[EXCERPT TO READ]
Something a beginner hears from the start, is how klingon is an "active" language, a language which favors vivid live descriptions. Which of course is true.. But unfortunately, when he/she asks "and how is this achieved ?" the only argument he/she'll hear is "through the use of verbs".
Meh. I don't really like this line of thought. Klingon may have
fewer parts of speech than English, and verbs may play a larger
role, but I don't think that the conventional wisdom, that using
verbs in Klingon is better than using nouns, is valid. I don't
agree with the luminary who philosophized that English is "vague,
wittering, and indecisive" but Klingon is not. Each language is
only as elegant as the speaker or writer who uses it.
Sometime ago, I'd written about the significance of the lack of an "adverbializer", and how according to many, overusing adverbs results in "telling" the listener, instead of actually describing vividly to him what you're trying to say.
One thing is a linguistic fact; the other is a matter of style. You can start with a telling-the-listener English sentence, translate it into a Klingon sentence that doesn't include adverbials, and still commit the literary sin of telling instead of showing.
The captain enters his quarters angrily.
pa'Daj 'el HoD. QeH.
No adverbials, just verbs, and we're still telling instead of
showing.
And recently I happened to read about something else which perhaps explains why okrand didn't choose to allow, to just stick as easily as we do in english, as many adjectives as we'd like on a noun. Now, the following link becomes relevant: https://www.writersdigest.com/improve-my-writing/nobles-writing-blunders-excerpt
I feel certain that Okrand didn't set up adverbials and verbs the
way he did to suggest that Klingons avoid poor writing styles.
Before moving on, I know that although we can't write in klingon "the
violent, expensive, ancient cat" as {vIghro' ral wagh tIQ}, we *can*
write {ralbogh 'ej waghbogh 'ej tIQbogh vIghro'}, or variations of
{ralbogh 'ej waghbogh vIghro' tIQ}, but I don't know how many people
would actually resort to doing something like this often in a regular
passage since it would create long and clunky constructions.
I would have no problem with this sort of thing. If the
description were apt and important, I don't see ralbogh
vIghro', waghbogh, 'ej tIQbogh as particularly more clunky
than the violent, expensive, ancient cat. It's got the
same number of words and one fewer syllable. It's just different.
Certainly a speaker or writer should avoid repeating overly long
descriptions for common things in their sentences, but that's a
style suggestion, not a grammatical one.
Now, another relevant matter with regards to characteristics in
klingon which make the language a direct and "action" one, is the
concept of glue words and the sticky sentences they create:
https://prowritingaid.com/art/347/How-to-use----The-Sticky-Sentence-Report.aspx
The fse "in/on" is the {-Daq} which is placed after the noun as a suffix.
The fse "for" is the {-vaD} which is placed after the noun as a suffix.
The fse "from" is the {-vo'} which is placed after the noun as a suffix.

[PROVIDED INFORMATION]
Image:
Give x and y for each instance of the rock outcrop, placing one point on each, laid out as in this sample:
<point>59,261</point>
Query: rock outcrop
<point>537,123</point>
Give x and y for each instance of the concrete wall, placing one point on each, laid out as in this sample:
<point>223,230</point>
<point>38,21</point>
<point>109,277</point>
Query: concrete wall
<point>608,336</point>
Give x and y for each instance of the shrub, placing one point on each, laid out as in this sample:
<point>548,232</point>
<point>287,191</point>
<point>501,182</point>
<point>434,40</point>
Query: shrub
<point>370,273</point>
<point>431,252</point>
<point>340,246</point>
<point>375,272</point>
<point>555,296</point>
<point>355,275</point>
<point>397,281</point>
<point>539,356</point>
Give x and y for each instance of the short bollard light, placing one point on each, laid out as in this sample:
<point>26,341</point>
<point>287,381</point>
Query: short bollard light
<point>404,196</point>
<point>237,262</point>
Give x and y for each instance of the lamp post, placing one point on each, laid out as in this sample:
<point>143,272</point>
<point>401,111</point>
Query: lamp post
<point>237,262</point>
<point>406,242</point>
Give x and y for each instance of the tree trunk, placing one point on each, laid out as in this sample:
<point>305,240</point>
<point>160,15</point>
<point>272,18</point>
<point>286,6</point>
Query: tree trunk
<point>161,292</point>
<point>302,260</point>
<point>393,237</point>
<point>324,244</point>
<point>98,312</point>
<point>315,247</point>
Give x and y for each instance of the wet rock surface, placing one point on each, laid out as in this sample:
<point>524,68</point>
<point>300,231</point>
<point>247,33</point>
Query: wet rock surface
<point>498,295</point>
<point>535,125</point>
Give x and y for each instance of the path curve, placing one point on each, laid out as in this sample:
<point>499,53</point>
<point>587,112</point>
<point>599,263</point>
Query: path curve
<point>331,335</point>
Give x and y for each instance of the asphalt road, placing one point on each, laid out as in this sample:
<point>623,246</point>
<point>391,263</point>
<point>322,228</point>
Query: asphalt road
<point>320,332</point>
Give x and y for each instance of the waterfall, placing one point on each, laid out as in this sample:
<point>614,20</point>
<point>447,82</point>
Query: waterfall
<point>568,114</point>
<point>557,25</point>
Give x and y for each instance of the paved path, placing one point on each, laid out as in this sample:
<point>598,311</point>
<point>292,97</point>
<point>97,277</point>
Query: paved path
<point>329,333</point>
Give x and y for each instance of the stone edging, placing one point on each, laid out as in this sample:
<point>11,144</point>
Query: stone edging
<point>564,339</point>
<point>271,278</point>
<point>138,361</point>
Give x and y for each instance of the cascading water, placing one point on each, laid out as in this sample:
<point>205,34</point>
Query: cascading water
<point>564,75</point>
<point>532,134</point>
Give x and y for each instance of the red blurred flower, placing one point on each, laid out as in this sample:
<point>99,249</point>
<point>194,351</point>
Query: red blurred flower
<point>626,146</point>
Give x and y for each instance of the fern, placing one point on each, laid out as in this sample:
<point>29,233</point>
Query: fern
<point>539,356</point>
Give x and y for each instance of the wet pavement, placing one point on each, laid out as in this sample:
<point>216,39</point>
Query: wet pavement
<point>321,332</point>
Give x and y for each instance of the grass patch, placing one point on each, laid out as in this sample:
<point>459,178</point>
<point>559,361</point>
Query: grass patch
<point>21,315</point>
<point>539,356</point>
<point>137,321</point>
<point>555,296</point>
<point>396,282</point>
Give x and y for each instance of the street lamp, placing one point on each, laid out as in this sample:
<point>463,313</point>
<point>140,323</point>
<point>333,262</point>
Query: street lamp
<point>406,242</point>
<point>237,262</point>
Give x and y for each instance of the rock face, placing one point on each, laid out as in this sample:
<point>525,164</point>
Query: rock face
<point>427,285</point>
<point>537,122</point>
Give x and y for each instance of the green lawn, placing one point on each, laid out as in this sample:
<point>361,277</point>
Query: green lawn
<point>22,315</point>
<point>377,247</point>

[PARTS OF THE EXERCISE]
1 > From the discussion of Klingon style above, list each Klingon noun suffix that is paired with an English word, along with that English equivalent.
2 > Pick up the discussion of Klingon style above right after its final line and carry it further.

[TASK-BY-TASK OUTPUTS]
1 >
- {-Daq}: "in/on"
- {-vaD}: "for"
- {-vo'}: "from"

2 >
The fse "if" is the {-chugh} which is placed after the verb as a suffix.
And because there's no point in analyzing each glue word, and in what
form it exists in klingon (and if it exists in the first place..), the
pattern becomes obvious:
Some glue words either don't exist, and most of the rest, are
expressed by suffixes.
More specifically, what you're calling "glue words" in English is
what Klingon calls "syntactic suffixes." There's a reason they're
called that, both noun and verb: they inform the listener or
reader of the grammatical role the words they're attached to have
in the sentence.
The advice that your article gives is the long way (ironically) to explain what William Strunk Jr. famously said in his book The Elements of Style: "Omit needless words." (mu' 'utHa' tInop.) Klingon can easily fall prey to the same problem, even if it's not from the same source. (I didn't say mu'mey poQbe'bogh mu'tlheghmeylIj tIlo'Qo'.)
In other words, don't try to apply style advice for English to
Klingon without first modifying it to be appropriate. There's
little point in worrying about Klingon "glue words" because
Klingon mostly doesn't use them.
So the reader doesn't have to spread his attention thin over kahless knows how many glue words, before reaching the verb/noun of significance. First the reader reads the verb/noun, and then comes the glue word equivalent suffix, making for a reading experience of what is truly an action-oriented language..
I don't see what that has to do with being action-oriented.
Action-oriented means that actions, verbs, dominate sentences. I
think the action-orientation of Klingon is rather overstated. A
lot of semantic meaning is carried by noun suffixes. "Pronouns as
to be" aren't verbal. The grammar of Klingon is quite simplified
compared to English, so nouns and verbs dominate in Klingon
(that's why there are nouns, verbs, and "everything else"), but
English nouns and verbs carry less meaning, so it uses "glue
words" and lots of prepositions and adverbial phrases to do the
same job.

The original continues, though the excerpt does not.